→ Record list
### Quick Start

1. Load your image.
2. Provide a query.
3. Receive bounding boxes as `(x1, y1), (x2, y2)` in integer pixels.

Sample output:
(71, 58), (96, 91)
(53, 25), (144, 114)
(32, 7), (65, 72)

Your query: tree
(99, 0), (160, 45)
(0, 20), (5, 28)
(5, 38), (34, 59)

→ What the exercise asks
Copy out the material above word for word, keeping every line in its original order.

→ Response for this exercise
### Quick Start

1. Load your image.
2. Provide a query.
3. Receive bounding boxes as `(x1, y1), (x2, y2)` in integer pixels.

Sample output:
(71, 58), (96, 91)
(53, 25), (144, 114)
(32, 7), (65, 72)

Your query: tree
(99, 0), (160, 45)
(0, 20), (5, 28)
(5, 38), (34, 59)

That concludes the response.